** ESTRATTO DEL DOCUMENTO **
····················

Tormentati dalla gioia. La Casa Volante e L’Imprevisto. Testimonianze

Press Meeting

Rimini, sabato 25 agosto 2018 – “Che cosa vuol dire avere un cuore felice?”. Oggi, alle ore 17.00, all’incontro conclusivo della XXXIX Edizione del Meeting per l’amicizia fra i popoli, in Auditorium Intesa Sanpaolo A3, le toccanti testimonianze di Elena K., Elena Z., Irina e Tatjana de La Casa Volante e di Anita e Martina de L’Imprevisto rispondono alla domanda di apertura, introdotta da Silvio Cattarina, fondatore e presidente della Cooperativa Sociale L’Imprevisto. Elena Mazzola, direttore del Centro di Cultura Europea Dante di Kharkov, traduce gli interventi.

Che cos’è la Casa Volante? “É il luogo dove qualcuno mi aspetta”. Sono le parole di Tatjana e definiscono l’esperienza che unisce cinque ragazze che a Kharkov hanno cominciato una nuova vita “tormentata dalla gioia”. Il “prima” di tutte è segnato da disabilità, abbandono, rifiuto da parte dei genitori – perché “così consente la legge quando un figlio nasce disabile” –, vita in un orfanatrofio. Il “dopo” coincide con un presente nuovo fatto di fiducia, relazione, amore, felicità.

····················

** DATI FORNITI **
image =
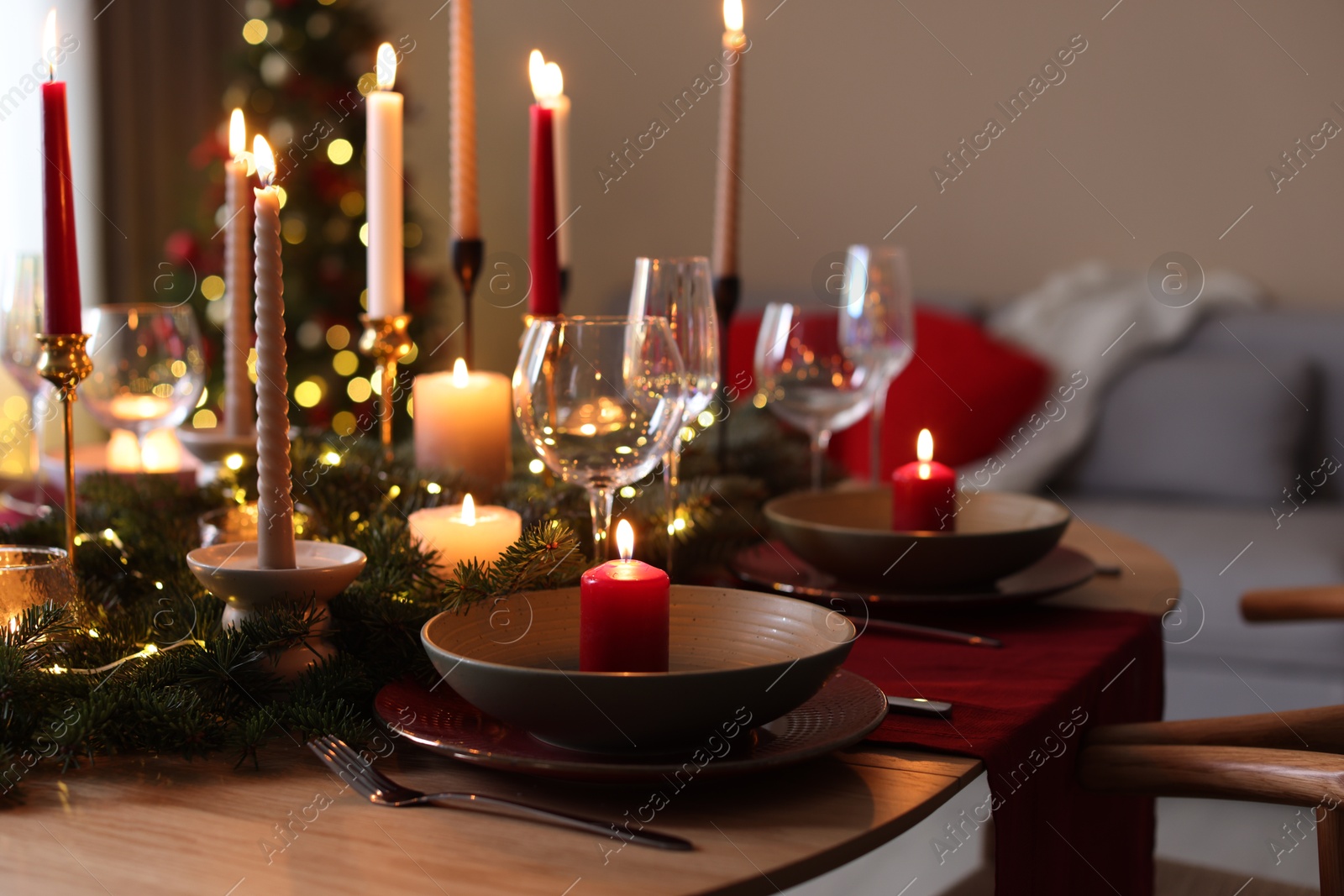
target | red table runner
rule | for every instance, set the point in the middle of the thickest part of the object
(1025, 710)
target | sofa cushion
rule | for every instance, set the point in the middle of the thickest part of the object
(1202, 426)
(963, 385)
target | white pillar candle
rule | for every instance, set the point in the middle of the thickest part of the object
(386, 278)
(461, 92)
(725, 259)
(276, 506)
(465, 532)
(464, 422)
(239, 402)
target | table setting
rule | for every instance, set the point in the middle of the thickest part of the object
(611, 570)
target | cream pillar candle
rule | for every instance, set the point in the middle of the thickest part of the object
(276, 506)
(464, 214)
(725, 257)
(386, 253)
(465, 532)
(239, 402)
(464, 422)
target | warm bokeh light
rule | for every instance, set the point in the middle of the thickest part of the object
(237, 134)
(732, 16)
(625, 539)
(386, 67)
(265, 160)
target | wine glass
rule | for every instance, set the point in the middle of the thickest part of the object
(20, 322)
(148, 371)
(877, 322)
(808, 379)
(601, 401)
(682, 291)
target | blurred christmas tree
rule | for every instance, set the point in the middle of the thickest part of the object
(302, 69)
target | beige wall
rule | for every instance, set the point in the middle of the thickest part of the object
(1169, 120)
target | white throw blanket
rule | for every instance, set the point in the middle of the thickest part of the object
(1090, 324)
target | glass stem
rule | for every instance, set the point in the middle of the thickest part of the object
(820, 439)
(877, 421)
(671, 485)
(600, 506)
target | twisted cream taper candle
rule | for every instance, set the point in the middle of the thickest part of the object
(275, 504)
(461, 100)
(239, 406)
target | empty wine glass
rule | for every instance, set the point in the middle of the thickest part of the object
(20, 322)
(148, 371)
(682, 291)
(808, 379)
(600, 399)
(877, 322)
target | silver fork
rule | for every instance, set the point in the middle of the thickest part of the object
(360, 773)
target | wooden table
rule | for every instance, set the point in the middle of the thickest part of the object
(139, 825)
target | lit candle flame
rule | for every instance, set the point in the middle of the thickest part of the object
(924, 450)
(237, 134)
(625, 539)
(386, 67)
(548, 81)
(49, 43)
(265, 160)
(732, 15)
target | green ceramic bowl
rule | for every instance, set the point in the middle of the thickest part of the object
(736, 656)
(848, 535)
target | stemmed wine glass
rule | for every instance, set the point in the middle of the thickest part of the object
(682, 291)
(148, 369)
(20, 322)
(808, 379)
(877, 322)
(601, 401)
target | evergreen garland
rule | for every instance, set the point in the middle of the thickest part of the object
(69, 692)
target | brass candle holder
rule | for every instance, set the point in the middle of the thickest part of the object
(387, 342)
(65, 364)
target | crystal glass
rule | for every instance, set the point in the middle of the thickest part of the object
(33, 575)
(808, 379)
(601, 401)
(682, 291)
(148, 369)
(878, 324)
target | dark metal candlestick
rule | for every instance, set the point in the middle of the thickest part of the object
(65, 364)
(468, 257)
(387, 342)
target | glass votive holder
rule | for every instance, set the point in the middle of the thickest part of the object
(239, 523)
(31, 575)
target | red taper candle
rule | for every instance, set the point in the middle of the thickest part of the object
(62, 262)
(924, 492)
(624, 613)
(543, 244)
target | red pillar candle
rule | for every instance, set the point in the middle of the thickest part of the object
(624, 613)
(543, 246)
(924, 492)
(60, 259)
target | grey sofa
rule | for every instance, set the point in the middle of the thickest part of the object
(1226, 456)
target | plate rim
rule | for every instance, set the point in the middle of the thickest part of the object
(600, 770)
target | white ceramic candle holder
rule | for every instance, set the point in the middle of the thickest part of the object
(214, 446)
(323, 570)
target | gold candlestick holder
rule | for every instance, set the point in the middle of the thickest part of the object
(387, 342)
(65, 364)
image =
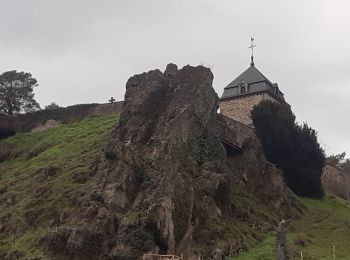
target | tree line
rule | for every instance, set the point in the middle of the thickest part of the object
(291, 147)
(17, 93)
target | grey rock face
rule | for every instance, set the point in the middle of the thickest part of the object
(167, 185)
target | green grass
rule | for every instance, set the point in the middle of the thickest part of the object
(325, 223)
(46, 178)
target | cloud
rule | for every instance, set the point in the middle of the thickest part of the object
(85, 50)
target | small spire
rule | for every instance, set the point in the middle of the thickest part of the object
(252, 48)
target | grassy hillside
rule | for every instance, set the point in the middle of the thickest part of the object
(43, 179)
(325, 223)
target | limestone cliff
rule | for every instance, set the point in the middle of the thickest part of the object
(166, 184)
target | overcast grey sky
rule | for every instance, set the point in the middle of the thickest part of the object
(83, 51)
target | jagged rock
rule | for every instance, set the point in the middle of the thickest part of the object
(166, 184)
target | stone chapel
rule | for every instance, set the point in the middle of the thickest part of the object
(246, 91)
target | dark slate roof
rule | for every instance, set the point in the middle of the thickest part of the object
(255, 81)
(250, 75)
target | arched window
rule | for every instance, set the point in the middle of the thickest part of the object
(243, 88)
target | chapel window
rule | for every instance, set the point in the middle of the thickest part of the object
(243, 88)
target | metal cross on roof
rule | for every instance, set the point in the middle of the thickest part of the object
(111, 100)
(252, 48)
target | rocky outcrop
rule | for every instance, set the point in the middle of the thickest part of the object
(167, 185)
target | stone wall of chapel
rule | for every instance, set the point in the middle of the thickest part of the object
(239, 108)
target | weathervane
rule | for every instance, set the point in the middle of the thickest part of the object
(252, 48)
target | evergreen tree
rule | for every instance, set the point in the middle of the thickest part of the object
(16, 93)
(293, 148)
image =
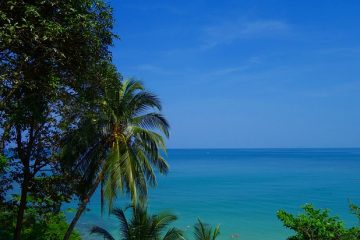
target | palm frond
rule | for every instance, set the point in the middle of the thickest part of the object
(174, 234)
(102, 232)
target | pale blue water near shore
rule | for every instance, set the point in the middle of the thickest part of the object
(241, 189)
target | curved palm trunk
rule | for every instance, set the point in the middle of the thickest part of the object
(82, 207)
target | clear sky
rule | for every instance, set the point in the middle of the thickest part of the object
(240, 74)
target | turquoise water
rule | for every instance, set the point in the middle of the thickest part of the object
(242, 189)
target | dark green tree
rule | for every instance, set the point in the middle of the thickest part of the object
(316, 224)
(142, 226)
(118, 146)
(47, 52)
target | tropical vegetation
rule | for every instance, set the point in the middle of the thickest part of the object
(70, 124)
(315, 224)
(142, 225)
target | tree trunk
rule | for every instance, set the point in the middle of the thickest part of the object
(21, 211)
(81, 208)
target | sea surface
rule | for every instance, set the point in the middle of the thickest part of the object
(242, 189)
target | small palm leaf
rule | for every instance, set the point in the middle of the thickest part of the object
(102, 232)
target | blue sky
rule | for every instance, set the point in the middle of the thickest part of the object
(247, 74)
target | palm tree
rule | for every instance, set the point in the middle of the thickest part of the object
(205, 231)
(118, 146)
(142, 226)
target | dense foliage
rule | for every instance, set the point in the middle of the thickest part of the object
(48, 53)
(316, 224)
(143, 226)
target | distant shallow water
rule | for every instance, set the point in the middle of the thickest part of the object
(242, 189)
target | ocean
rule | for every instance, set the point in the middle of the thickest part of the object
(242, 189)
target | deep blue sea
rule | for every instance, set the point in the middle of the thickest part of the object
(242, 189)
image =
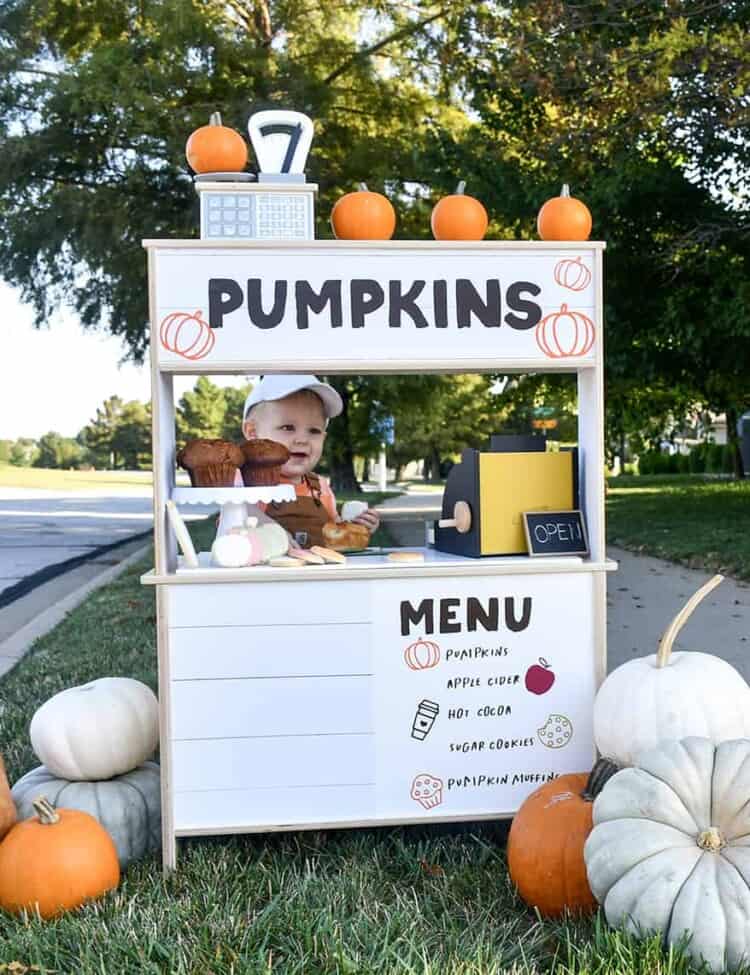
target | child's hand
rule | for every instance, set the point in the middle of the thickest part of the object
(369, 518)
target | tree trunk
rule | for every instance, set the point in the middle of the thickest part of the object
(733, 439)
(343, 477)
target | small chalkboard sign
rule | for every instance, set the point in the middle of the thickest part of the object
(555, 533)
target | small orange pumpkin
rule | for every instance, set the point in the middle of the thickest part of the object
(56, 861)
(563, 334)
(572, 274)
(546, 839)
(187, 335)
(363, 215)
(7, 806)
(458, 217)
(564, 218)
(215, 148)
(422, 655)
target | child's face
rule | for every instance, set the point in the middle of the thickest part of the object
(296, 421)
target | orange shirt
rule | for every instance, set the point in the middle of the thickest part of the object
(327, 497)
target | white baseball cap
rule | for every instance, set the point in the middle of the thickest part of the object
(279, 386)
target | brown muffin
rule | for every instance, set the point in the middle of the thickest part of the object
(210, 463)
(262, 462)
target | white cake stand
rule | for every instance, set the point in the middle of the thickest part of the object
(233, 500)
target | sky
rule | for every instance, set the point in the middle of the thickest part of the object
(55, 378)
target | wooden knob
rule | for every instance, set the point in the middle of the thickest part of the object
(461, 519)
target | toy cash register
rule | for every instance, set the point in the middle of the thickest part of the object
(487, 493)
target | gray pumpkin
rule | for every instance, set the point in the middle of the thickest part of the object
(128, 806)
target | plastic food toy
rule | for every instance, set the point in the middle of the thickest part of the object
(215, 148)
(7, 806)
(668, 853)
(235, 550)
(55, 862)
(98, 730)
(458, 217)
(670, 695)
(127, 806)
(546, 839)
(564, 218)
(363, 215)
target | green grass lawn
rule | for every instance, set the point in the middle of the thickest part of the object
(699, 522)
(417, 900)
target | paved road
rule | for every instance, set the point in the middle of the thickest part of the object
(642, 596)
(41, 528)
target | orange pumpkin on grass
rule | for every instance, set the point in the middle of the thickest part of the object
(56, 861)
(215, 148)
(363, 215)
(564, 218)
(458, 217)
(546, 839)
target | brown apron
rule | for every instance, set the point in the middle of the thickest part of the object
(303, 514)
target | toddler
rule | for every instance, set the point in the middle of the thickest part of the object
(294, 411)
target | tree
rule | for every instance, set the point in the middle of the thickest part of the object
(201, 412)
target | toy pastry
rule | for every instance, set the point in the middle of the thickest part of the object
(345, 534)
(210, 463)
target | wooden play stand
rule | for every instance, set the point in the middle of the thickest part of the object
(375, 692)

····················

** ATTIVITÀ DA SVOLGERE **
1: Secondo il testo sulla Casa Volante e L’Imprevisto, chi traduce gli interventi all’incontro?
2: Prosegui il testo sulla Casa Volante e L’Imprevisto, riprendendo subito dopo la sua ultima frase.

** RISPOSTE AI COMPITI **
1: Elena Mazzola, direttore del Centro di Cultura Europea Dante di Kharkov.

2:
La prima storia che commuove la platea è quella di Elena K.: “Ero arrabbiata con Dio, per me era un tiranno, perché mi aveva fatta nascere disabile e non mi aveva dato una famiglia, ma non potevo togliermi dagli occhi lo sguardo della persona che ha impresso in me la parola amore”. Si trattava del responsabile del progetto teatro che si svolgeva nell’orfanatrofio: “Ogni giorno trovava il tempo per abbracciarmi e per farmi capire ero importante”. È la stessa persona che si interessa affinché, una volta uscite dall’orfanatrofio, ci sia un luogo dove Elena e Tatjana possano studiare, e realizzare la loro vita.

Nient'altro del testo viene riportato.